WORK TO COMPLETE: Lines before the one containing "the house, the" are left out; copy that line and every later line through the end of the data exactly.
START DATA SHOWN
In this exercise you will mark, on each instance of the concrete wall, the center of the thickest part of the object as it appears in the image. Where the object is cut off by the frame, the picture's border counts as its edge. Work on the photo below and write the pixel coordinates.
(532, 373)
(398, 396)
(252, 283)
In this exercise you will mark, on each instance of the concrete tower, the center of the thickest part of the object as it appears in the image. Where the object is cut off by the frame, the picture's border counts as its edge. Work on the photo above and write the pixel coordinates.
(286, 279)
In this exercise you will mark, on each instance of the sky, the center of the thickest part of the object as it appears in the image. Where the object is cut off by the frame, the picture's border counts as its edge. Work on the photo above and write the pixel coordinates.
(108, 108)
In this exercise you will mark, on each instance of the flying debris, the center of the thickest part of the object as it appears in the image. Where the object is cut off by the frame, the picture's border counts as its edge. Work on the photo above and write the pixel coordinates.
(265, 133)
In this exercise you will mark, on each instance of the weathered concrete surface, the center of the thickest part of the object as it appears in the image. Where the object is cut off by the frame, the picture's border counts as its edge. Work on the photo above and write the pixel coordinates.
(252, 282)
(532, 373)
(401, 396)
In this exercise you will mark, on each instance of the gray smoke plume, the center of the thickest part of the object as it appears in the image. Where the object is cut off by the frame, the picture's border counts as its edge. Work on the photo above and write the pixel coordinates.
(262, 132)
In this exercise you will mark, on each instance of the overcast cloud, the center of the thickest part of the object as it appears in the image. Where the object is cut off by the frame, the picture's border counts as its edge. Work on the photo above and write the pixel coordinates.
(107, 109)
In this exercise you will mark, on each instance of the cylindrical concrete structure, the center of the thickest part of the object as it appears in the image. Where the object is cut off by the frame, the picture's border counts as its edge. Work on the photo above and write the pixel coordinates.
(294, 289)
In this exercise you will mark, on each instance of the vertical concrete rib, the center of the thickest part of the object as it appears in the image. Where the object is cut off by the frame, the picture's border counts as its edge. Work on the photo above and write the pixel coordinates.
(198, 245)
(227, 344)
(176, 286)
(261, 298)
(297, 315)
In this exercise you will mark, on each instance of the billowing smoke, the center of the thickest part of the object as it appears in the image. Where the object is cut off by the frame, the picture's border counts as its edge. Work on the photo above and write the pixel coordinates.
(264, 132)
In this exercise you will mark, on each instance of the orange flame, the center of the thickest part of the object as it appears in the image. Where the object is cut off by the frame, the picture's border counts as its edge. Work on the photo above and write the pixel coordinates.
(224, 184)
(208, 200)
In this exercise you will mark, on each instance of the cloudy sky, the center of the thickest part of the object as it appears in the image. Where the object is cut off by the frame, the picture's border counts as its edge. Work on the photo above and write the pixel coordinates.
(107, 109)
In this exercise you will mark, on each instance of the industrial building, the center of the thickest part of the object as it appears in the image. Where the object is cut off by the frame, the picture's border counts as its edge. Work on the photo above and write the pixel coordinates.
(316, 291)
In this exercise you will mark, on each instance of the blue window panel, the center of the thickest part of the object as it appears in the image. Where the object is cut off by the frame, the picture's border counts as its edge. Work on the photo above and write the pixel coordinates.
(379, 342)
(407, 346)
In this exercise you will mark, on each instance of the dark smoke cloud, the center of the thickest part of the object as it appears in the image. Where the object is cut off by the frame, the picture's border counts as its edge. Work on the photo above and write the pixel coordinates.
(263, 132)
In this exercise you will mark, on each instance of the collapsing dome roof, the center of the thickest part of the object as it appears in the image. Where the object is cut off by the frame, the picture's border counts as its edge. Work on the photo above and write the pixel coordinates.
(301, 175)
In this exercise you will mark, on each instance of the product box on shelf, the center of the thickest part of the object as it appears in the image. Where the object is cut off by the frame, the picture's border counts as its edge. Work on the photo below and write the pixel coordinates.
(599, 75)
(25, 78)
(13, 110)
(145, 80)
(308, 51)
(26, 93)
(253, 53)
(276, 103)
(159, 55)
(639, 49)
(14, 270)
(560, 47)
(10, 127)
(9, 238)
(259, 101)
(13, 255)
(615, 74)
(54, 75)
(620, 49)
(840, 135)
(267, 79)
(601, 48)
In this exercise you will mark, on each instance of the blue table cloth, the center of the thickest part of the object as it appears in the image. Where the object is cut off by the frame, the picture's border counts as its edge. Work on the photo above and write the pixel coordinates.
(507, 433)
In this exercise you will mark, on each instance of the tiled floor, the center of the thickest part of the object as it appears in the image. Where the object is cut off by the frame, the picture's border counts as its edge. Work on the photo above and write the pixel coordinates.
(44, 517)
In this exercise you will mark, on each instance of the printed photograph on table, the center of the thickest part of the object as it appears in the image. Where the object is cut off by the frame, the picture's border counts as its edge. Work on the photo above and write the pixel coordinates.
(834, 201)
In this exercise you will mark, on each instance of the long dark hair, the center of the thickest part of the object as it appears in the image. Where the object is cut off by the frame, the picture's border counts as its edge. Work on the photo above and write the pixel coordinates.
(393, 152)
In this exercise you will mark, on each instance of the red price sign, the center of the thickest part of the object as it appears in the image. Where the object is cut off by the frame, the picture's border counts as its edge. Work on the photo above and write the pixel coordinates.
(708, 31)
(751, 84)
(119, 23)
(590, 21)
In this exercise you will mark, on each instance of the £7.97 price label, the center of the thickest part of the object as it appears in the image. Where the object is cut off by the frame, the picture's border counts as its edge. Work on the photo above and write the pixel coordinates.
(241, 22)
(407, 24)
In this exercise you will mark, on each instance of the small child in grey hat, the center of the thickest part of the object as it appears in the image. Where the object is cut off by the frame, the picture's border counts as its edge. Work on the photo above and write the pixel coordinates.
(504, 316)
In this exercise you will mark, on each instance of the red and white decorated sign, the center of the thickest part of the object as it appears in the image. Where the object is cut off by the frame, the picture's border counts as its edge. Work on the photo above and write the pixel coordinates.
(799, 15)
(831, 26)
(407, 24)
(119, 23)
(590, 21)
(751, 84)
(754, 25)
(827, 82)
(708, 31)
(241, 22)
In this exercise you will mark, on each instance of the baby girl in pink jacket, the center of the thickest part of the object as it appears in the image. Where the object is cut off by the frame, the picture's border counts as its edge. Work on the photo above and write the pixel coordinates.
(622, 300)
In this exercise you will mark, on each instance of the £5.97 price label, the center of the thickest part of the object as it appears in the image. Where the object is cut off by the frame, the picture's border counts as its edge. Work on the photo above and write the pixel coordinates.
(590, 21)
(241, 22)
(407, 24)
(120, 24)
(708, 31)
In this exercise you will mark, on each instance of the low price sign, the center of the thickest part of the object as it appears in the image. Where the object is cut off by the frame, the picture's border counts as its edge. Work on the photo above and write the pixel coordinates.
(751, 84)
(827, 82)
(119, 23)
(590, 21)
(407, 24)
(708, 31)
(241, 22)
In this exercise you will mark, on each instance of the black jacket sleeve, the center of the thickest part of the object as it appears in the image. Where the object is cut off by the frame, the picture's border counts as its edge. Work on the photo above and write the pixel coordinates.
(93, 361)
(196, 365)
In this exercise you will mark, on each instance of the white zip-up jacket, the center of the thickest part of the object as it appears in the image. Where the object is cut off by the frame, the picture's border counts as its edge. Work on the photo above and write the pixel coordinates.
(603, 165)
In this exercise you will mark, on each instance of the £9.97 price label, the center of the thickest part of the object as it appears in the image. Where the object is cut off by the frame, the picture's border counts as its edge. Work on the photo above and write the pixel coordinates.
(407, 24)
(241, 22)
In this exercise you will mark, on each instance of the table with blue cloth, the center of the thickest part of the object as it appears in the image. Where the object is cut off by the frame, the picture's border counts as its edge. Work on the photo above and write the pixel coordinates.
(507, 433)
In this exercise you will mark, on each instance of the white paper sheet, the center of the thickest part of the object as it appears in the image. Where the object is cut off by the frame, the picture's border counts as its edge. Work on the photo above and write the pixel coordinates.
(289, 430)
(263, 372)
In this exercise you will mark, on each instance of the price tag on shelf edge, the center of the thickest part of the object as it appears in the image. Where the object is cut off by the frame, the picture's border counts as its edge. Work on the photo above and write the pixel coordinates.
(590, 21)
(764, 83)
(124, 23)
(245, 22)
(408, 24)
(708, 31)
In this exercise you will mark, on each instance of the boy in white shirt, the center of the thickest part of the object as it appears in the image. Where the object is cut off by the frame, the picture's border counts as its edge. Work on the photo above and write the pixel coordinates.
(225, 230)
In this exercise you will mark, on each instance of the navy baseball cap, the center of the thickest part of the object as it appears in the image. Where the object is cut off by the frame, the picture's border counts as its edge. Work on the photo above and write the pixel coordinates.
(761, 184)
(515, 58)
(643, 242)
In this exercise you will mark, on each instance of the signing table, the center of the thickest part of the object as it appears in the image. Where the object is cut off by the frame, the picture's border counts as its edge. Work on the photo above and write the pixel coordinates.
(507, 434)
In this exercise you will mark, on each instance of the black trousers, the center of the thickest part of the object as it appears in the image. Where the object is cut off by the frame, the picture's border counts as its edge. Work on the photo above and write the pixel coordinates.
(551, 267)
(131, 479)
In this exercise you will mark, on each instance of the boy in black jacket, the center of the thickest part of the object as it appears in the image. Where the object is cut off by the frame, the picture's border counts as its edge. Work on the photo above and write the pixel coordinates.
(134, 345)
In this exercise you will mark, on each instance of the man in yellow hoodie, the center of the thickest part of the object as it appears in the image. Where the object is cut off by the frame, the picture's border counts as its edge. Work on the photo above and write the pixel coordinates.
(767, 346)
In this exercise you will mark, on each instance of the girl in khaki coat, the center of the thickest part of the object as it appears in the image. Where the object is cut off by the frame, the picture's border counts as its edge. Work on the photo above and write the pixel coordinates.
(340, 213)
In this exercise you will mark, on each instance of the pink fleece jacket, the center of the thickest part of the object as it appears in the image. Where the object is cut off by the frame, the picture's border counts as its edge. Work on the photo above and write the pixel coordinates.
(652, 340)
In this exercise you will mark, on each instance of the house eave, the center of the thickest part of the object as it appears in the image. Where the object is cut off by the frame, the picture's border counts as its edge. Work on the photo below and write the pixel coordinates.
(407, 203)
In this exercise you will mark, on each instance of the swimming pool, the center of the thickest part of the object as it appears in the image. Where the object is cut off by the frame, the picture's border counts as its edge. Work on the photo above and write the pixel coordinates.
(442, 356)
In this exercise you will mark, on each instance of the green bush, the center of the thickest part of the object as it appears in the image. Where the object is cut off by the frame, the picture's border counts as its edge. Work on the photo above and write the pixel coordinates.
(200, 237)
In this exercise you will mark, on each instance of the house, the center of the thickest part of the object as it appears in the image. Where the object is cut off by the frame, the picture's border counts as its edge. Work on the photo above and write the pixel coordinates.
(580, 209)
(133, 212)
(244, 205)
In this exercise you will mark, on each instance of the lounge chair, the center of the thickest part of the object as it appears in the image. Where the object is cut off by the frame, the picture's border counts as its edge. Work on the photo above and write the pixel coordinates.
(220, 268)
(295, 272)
END DATA SHOWN
RESPONSE TO THE EXERCISE:
In this exercise you will mark, on each instance of the house, the center of the thickest part of the object as it appears in the image. Where the object is cut off by the frame, the picture's border counts as its edge. Work on the photo above and write the pixel coordinates.
(580, 209)
(133, 212)
(244, 205)
In this exercise you will mark, on each instance of the lounge chair, the center of the thickest part of the object as it appears in the image. Where the object is cut off by the frame, the picture's border counts as its edge. Work on the photo above and write the pixel coordinates.
(220, 268)
(295, 272)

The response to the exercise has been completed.